Work to be completed:
Retype the following records exactly and exclude the pictures.

□ □ □ □

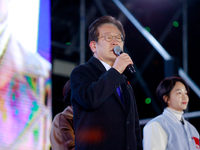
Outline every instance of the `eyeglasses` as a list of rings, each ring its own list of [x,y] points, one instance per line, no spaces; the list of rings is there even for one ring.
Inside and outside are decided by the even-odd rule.
[[[110,35],[110,34],[107,34],[107,35],[104,35],[104,36],[102,36],[102,37],[99,37],[99,38],[103,38],[104,37],[104,39],[107,41],[107,42],[111,42],[112,40],[113,40],[113,37],[115,37],[115,40],[117,41],[117,42],[122,42],[122,41],[124,41],[124,37],[122,36],[122,35]],[[98,39],[99,39],[98,38]]]

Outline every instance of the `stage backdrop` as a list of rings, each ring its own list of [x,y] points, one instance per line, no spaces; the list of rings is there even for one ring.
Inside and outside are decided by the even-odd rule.
[[[0,0],[0,149],[49,150],[50,0]]]

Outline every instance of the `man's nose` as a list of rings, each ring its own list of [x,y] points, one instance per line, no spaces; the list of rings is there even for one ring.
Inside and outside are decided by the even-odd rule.
[[[112,39],[111,42],[112,42],[112,44],[118,44],[118,41],[116,40],[116,37],[115,37],[115,36],[113,37],[113,39]]]

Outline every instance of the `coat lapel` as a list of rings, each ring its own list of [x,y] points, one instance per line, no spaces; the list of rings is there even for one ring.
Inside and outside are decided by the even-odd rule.
[[[122,91],[121,91],[122,92]],[[123,93],[121,93],[122,94],[122,97],[123,97]],[[118,102],[120,103],[120,105],[122,106],[122,109],[124,110],[124,112],[125,112],[125,104],[122,104],[122,100],[120,99],[120,97],[119,97],[119,95],[118,95],[118,93],[117,93],[117,89],[115,90],[115,92],[114,92],[114,95],[115,95],[115,97],[116,97],[116,99],[118,100]]]
[[[98,71],[98,73],[104,74],[106,72],[106,68],[97,58],[91,57],[89,62],[91,62],[91,64],[96,67],[96,71]]]
[[[127,81],[127,77],[125,75],[122,75],[122,76],[124,78],[124,83],[121,85],[121,88],[122,88],[122,93],[123,93],[126,115],[128,115],[128,113],[130,112],[131,105],[133,105],[131,102],[131,99],[132,99],[131,91],[133,89],[130,83]]]
[[[89,62],[91,62],[92,65],[94,65],[94,66],[97,68],[96,71],[98,71],[99,76],[101,76],[102,74],[104,74],[104,73],[106,72],[105,67],[103,66],[103,64],[102,64],[97,58],[91,57],[90,60],[89,60]],[[123,75],[123,78],[124,78],[124,80],[126,81],[126,76]],[[126,82],[125,82],[125,83],[126,83]],[[125,100],[123,91],[126,91],[126,90],[123,90],[123,89],[124,89],[124,86],[125,86],[125,88],[126,88],[126,84],[123,85],[123,87],[122,87],[122,85],[121,85],[121,89],[122,89],[121,92],[122,92],[122,97],[123,97],[123,99]],[[117,87],[116,87],[116,88],[117,88]],[[125,107],[127,107],[127,106],[126,106],[126,102],[124,101],[124,105],[125,105],[125,106],[124,106],[124,105],[122,104],[122,101],[121,101],[121,99],[120,99],[118,93],[117,93],[117,90],[115,90],[114,95],[115,95],[116,99],[119,101],[120,105],[122,106],[122,109],[124,110],[124,112],[126,112],[126,110],[125,110]],[[130,107],[127,107],[127,108],[130,108]]]

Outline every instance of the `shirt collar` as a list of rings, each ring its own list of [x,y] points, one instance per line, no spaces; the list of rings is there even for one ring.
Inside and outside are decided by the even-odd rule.
[[[106,68],[107,71],[111,68],[111,66],[105,63],[104,61],[102,60],[99,60],[99,61],[103,64],[103,66]]]
[[[167,107],[166,109],[167,109],[168,111],[170,111],[172,114],[174,114],[174,115],[178,118],[178,120],[181,120],[182,115],[183,115],[183,111],[182,111],[182,112],[176,111],[176,110],[171,109],[171,108],[169,108],[169,107]]]

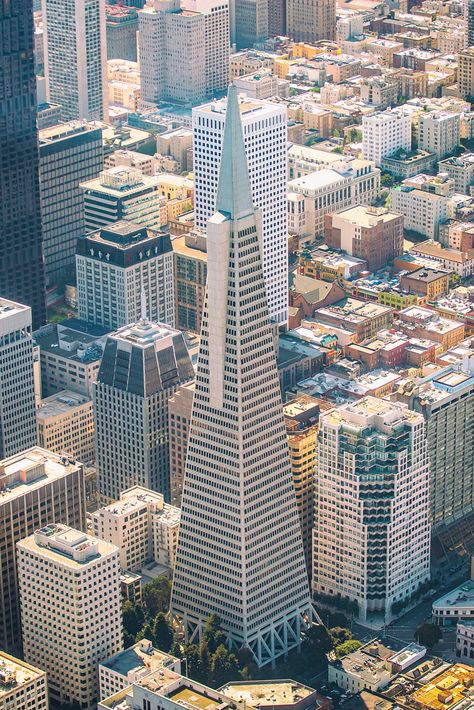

□ □ □ □

Result of this task:
Outline every instance of the `eyeglasses` as a list of rings, each ring its own list of [x,y] points, one instance per line, no spaces; the list of rings is there even for one ring.
Inside and outside are decided by the even-odd rule.
[[[110,35],[110,34],[107,34],[107,35],[104,35],[104,36],[102,36],[102,37],[99,37],[99,38],[103,38],[104,37],[104,39],[107,41],[107,42],[111,42],[112,40],[113,40],[113,37],[115,37],[115,40],[117,41],[117,42],[122,42],[122,41],[124,41],[124,37],[122,36],[122,35]],[[98,39],[99,39],[98,38]]]

Outline every instance of the `stage backdrop` as a list of rings, each ring its own list of [x,y] points, one instance per line, no spaces; the list of rings is there even for one ring.
Inside and outside are decided by the even-odd rule.
[[[0,0],[0,149],[49,150],[50,0]]]

Outline every instance of the `man's nose` as a list of rings, each ring its own list of [x,y] points, one instance per line, no spaces; the list of rings is there even for one ring.
Inside and outside are decided by the even-odd rule.
[[[112,39],[111,42],[112,42],[112,44],[118,44],[118,41],[116,40],[116,37],[115,37],[115,36],[113,37],[113,39]]]

Outline every instance of the `coat lapel` as a list of rings, each ring its own list of [x,y] points, one instance per line, no spaces; the list of rings is there even for one ring.
Inside and outside are decided by the even-odd rule.
[[[122,91],[121,91],[122,92]],[[123,93],[121,93],[122,94],[122,97],[123,97]],[[118,102],[120,103],[120,105],[122,106],[122,109],[124,110],[124,112],[125,112],[125,104],[122,104],[122,100],[120,99],[120,97],[119,97],[119,95],[118,95],[118,93],[117,93],[117,89],[115,90],[115,92],[114,92],[114,95],[115,95],[115,97],[116,97],[116,99],[118,100]]]
[[[98,71],[98,73],[104,74],[106,72],[106,68],[97,58],[91,57],[89,62],[91,62],[91,64],[96,67],[96,71]]]
[[[127,81],[127,77],[125,75],[122,75],[122,76],[124,78],[124,83],[121,85],[121,88],[122,88],[122,93],[123,93],[126,115],[128,115],[128,113],[130,112],[131,105],[133,105],[131,102],[131,99],[132,99],[131,91],[133,89],[130,83]]]
[[[89,62],[91,62],[92,65],[94,65],[94,66],[97,68],[96,71],[98,71],[99,76],[101,76],[102,74],[104,74],[104,73],[106,72],[105,67],[103,66],[103,64],[102,64],[97,58],[91,57],[90,60],[89,60]],[[123,75],[123,78],[124,78],[124,80],[126,81],[126,76]],[[126,82],[125,82],[125,83],[126,83]],[[125,100],[123,91],[126,91],[126,90],[123,90],[123,89],[124,89],[124,86],[125,86],[125,88],[126,88],[126,84],[123,85],[123,87],[122,87],[122,85],[121,85],[121,89],[122,89],[121,92],[122,92],[122,97],[123,97],[123,99]],[[117,87],[116,87],[116,88],[117,88]],[[125,107],[127,107],[127,106],[126,106],[126,102],[124,101],[124,105],[125,105],[125,106],[124,106],[124,105],[122,104],[122,101],[121,101],[121,99],[120,99],[118,93],[117,93],[117,90],[115,90],[114,95],[115,95],[116,99],[119,101],[120,105],[122,106],[122,109],[124,110],[124,112],[126,112],[126,110],[125,110]],[[130,107],[127,107],[127,108],[130,108]]]

Outline every instance of the `shirt collar` as a list of rings, each ring its own list of [x,y] points, one instance per line, no spaces; the list of rings is there even for one ring.
Inside and outside are decided by the even-odd rule.
[[[106,68],[107,71],[111,68],[111,66],[105,63],[104,61],[102,60],[99,60],[99,61],[103,64],[103,66]]]
[[[167,107],[166,109],[167,109],[168,111],[170,111],[172,114],[174,114],[174,115],[178,118],[178,120],[181,120],[182,115],[183,115],[183,111],[182,111],[182,112],[176,111],[176,110],[171,109],[171,108],[169,108],[169,107]]]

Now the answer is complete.